■ **Source text**
Codex Nitriensis, with Syriac text (upper text)
 
The Wolfenbüttel Codex Guelferbytanus A
  • The best-known palimpsest in the legal world was discovered in 1816 by Niebuhr and Savigny in the library of Verona cathedral. Underneath letters by St. Jerome and Gennadius was the almost complete text of the Institutes of Gaius, probably the first students' textbook on Roman law.[7]
  • The Codex Ephraemi Rescriptus, Bibliothèque Nationale de France, Paris: portions of the Old and New Testaments in Greek, attributed to the 5th century, are covered with works of Ephraem the Syrian in a hand of the 12th century.
  • The Sana'a palimpsest is one of the oldest Qur'anic manuscripts in existence. Carbon dating of the parchment assigns a date somewhere before 671 with a probability of 99%. Given that sūra 9, one of the last revealed chapters, is present and assuming the likely possibility that the undertext (the scriptio inferior) was written shortly after the preparation of the parchment, it was probably written relatively shortly, 10 to 40 years, after the death of the Islamic prophet Muhammad. The undertext differs from the standard Qur'anic text and is therefore the most important documentary evidence for the existence of variant Qur'anic readings.[8]
  • Among the Syriac manuscripts obtained from the Nitrian desert in Egypt, British Museum, London: important Greek texts, Add. Ms. 17212 with Syriac translation of St. Chrysostom's Homilies, of the 9th/10th century, covers a Latin grammatical treatise from the 6th century.
  • Codex Nitriensis, a volume containing a work of Severus of Antioch of the beginning of the 9th century, is written on palimpsest leaves taken from 6th-century manuscripts of the Iliad and the Gospel of Luke, both of the 6th century, and the Euclid's Elements of the 7th or 8th century, British Museum.
  • A double palimpsest, in which a text of St. John Chrysostom, in Syriac, of the 9th or 10th century, covers a Latin grammatical treatise in a cursive hand of the 6th century, which in its turn covers the Latin annals of the historian Granius Licinianus, of the 5th century, British Museum.
  • The only known hyper-palimpsest: the Novgorod Codex, where potentially hundreds of texts have left their traces on the wooden back wall of a wax tablet.
  • The Ambrosian Plautus, in rustic capitals, of the 4th or 5th century, re-written with portions of the Bible in the 9th century, Ambrosian Library.

■ **Prompt 1**
Answer from the palimpsest list, one line each:
(a) In what year was the palimpsest in the library of Verona cathedral discovered, and by whom?
(b) In the Codex Ephraemi Rescriptus, whose works cover the Greek portions of the Old and New Testaments?
(c) In which century was the Ambrosian Plautus rewritten with portions of the Bible?
■ **Prompt 2**
Carry the palimpsest list on past its final entry.

■ **Excerpted data**

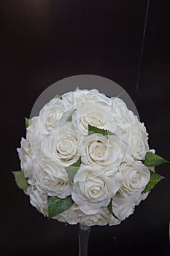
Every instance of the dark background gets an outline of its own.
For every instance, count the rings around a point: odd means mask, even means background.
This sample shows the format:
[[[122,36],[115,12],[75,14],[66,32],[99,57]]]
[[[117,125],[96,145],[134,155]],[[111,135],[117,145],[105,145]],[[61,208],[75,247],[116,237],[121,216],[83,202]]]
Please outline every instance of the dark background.
[[[147,1],[1,1],[1,255],[77,255],[77,227],[47,220],[16,187],[15,148],[24,117],[53,83],[104,76],[136,94]],[[150,1],[137,108],[150,145],[170,159],[169,1]],[[5,124],[4,124],[5,123]],[[4,155],[2,154],[4,153]],[[169,255],[169,165],[166,176],[120,225],[93,227],[89,255]]]

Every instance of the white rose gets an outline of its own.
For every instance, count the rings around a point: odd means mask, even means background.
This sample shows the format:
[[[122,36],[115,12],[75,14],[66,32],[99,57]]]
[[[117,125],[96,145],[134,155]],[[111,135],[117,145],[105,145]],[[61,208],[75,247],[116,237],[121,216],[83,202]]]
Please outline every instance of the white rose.
[[[112,211],[120,220],[124,220],[134,211],[135,206],[141,201],[141,192],[129,195],[128,197],[123,197],[120,194],[116,195],[112,201]],[[115,219],[112,217],[109,225],[117,225]]]
[[[85,138],[81,148],[82,162],[104,169],[117,166],[125,157],[126,148],[117,136],[93,134]]]
[[[45,136],[45,129],[39,116],[31,119],[31,124],[26,129],[26,139],[29,142],[34,157],[39,154],[42,140]]]
[[[121,174],[101,171],[98,167],[81,165],[74,178],[72,198],[86,214],[107,206],[120,187]]]
[[[76,89],[74,91],[64,94],[62,97],[64,102],[70,105],[79,105],[83,102],[101,102],[102,104],[112,105],[112,100],[106,97],[104,94],[101,94],[96,89],[92,90],[80,90]],[[88,104],[88,102],[87,102]]]
[[[82,140],[82,134],[72,123],[60,123],[57,129],[53,130],[42,140],[42,154],[61,167],[72,165],[80,157]]]
[[[112,132],[117,129],[111,108],[98,102],[80,104],[72,115],[72,121],[85,135],[88,135],[88,124]]]
[[[39,192],[34,186],[29,186],[27,195],[30,197],[30,203],[43,215],[48,216],[48,205],[47,195]]]
[[[26,178],[31,178],[33,174],[33,165],[35,160],[29,142],[22,138],[20,148],[18,148],[20,160],[21,170]]]
[[[56,129],[61,118],[66,121],[73,110],[74,107],[68,105],[62,99],[54,98],[50,100],[39,113],[41,121],[47,132]]]
[[[126,104],[121,99],[115,97],[112,99],[112,110],[117,123],[121,128],[125,129],[129,123],[137,119],[137,117],[128,109]]]
[[[87,226],[104,226],[108,224],[110,217],[107,207],[101,207],[96,214],[87,215],[82,211],[79,213],[80,223]]]
[[[37,159],[34,169],[34,178],[36,189],[50,196],[58,196],[65,198],[72,193],[72,183],[69,180],[64,168],[56,165],[56,162],[48,159]],[[28,181],[33,182],[32,179]]]
[[[70,208],[57,215],[53,219],[70,225],[81,223],[86,226],[93,226],[96,225],[103,226],[108,224],[110,217],[107,207],[98,208],[96,214],[87,215],[80,209],[77,205],[74,203]]]
[[[143,123],[134,119],[127,127],[122,138],[129,145],[128,154],[137,160],[144,159],[149,146],[148,134]]]
[[[123,197],[142,192],[150,181],[149,170],[139,161],[123,162],[120,165],[123,181],[120,192]]]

■ **Response 1**
(a) 1816, by Niebuhr and Savigny.
(b) Works of Ephraem the Syrian.
(c) The 9th century.

■ **Response 2**
  • Cicero, De re publica in uncials, of the 4th century, the sole surviving copy, covered by St. Augustine on the Psalms, of the 7th century, Vatican Library.
  • Seneca, On the Maintenance of Friendship, the sole surviving fragment, overwritten by a late-6th-century Old Testament.
  • The Codex Theodosianus of Turin, of the 5th or 6th century.
  • The Fasti Consulares of Verona, of 486.
  • The Arian fragment of the Vatican, of the 5th century.
  • The letters of Cornelius Fronto, overwritten by the Acts of the Council of Chalcedon.
  • The Archimedes Palimpsest, a work of the great Syracusan mathematician copied onto parchment in the 10th century and overwritten by a liturgical text in the 12th century.
  • The Sinaitic Palimpsest, the oldest Syriac copy of the gospels, from the 4th century.
  • The unique copy of a Greek grammatical text composed by Herodian for the emperor Marcus Aurelius in the 2nd century, preserved in the Österreichische Nationalbibliothek, Vienna.
  • Codex Zacynthius – Greek palimpsest fragments of the gospel of Saint Luke, obtained in the island of Zante, by General Colin Macaulay, deciphered, transcribed and edited by Tregelles in 1861.
  • The Codex Dublinensis (Codex Z) of St. Matthew's Gospel, at Trinity College Dublin, also deciphered by Tregelles in 1853.
  • The Codex Guelferbytanus 64 Weissenburgensis, with text of Origins of Isidore, partly palimpsest, with texts of earlier codices Guelferbytanus A, Guelferbytanus B, Codex Carolinus, and several other texts Greek and Latin.
  • The Jerusalem Palimpsest of Euripides contains fragments of the text of Euripides. Among these fragments, six plays are included: Hecuba, Phoenissae, Orestes, Andromacha, Hippolytus and Medea.[9]

About sixty palimpsest manuscripts of the Greek New Testament have survived to the present day. Uncial codices include:

Porphyrianus, Vaticanus 2061 (double palimpsest), Uncial 064, 065, 066, 067, 068 (double palimpsest), 072, 078, 079, 086, 088, 093, 094, 096, 097, 098, 0103, 0104, 0116, 0120, 0130, 0132, 0133, 0135, 0208, 0209.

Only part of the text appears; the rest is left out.